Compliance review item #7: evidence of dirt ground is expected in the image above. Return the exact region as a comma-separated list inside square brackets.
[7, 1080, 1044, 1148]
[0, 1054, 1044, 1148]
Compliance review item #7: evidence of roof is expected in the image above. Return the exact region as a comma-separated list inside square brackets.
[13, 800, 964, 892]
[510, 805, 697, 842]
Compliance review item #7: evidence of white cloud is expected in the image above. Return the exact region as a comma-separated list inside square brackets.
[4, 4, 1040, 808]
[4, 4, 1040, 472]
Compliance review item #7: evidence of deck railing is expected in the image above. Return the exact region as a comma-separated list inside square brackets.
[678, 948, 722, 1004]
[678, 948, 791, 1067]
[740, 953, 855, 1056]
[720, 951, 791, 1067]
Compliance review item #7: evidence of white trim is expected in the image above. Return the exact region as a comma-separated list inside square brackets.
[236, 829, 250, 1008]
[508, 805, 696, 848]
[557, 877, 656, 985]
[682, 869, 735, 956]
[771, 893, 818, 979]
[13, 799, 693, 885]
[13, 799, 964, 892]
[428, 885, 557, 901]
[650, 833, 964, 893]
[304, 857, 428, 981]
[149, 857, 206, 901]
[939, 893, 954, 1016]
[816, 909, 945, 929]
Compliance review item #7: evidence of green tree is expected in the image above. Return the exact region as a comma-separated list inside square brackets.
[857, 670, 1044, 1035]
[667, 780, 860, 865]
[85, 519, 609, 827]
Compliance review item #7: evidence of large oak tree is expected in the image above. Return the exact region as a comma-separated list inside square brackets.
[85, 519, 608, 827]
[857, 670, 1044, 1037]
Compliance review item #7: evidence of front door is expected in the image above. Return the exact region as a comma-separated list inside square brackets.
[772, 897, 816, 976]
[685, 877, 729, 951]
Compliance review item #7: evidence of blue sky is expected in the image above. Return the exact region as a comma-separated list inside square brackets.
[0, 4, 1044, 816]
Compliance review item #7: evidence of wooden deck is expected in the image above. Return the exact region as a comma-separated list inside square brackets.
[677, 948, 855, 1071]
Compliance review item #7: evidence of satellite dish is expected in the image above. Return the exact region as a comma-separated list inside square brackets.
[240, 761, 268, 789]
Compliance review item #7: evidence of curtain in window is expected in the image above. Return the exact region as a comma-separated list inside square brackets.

WHAT THIS TASK INVOLVES => Extract every line of the records above and reproduce each one unchanged, keeping the original order.

THE RESULT =>
Compliance review item #7: evidence of dirt ground is expected in the image above. Return the exact region as a comma-separated list inside square brackets.
[7, 1080, 1044, 1148]
[0, 1054, 1044, 1148]
Compliance review item #7: evidence of roof is expected in the image above. Return the exact region as a comma-separated list inside square brackets.
[13, 800, 964, 892]
[510, 805, 697, 842]
Compliance review item #7: evidence of white cloud is expected in the image above. Return the exact region as a comma-separated list inside square brackets.
[4, 4, 1040, 808]
[4, 4, 1040, 472]
Compliance review item #7: evidence of deck railing is expected in the image above. Return the exact region as a comma-separated list inside square brackets.
[678, 948, 722, 1004]
[678, 948, 791, 1067]
[740, 953, 855, 1056]
[720, 951, 791, 1067]
Compliance review item #7: evidence of white trim is expected in the image above. Return the exact region as a comma-separated list inside square brackets.
[236, 829, 250, 1008]
[508, 805, 696, 848]
[557, 877, 656, 985]
[682, 869, 735, 956]
[771, 893, 818, 979]
[13, 799, 693, 885]
[13, 799, 964, 892]
[428, 885, 557, 901]
[650, 833, 964, 893]
[304, 857, 428, 981]
[149, 857, 206, 901]
[939, 893, 954, 1016]
[816, 909, 945, 929]
Compliance review item #7: evidence of green tree is expected in the image above. Return the exact region as a comma-separated list inside square brackets.
[857, 670, 1044, 1035]
[667, 780, 860, 865]
[85, 519, 609, 827]
Compliance review item #7: evidence of large oak tree is expected in the image above. Return the exact region as a comma-separated list inside square brackets.
[85, 519, 608, 827]
[857, 670, 1044, 1037]
Compliance review item #7: evidence of front door is expected in the image above. Return the exact region as a comma-separated list inside square brackets.
[772, 897, 816, 976]
[685, 877, 729, 951]
Compliance review item #7: evidence of blue sky is expected in the image above. Return the exact region as a comma-separated list inside square brackets.
[0, 4, 1044, 816]
Compliance review item #7: evidence of wooden deck is expected in the image above. Return the exact region as a comma-separated list inside square brackets.
[677, 948, 855, 1071]
Compliance review item #7: evidence of satellite dish is expected in the image above. Return the exact region as a comma-separated list inside square brackets.
[240, 761, 268, 789]
Compliance review item #7: evidence of curtain in window is expected in the image above. Return the exact region as a comma-separated list inside square brackets.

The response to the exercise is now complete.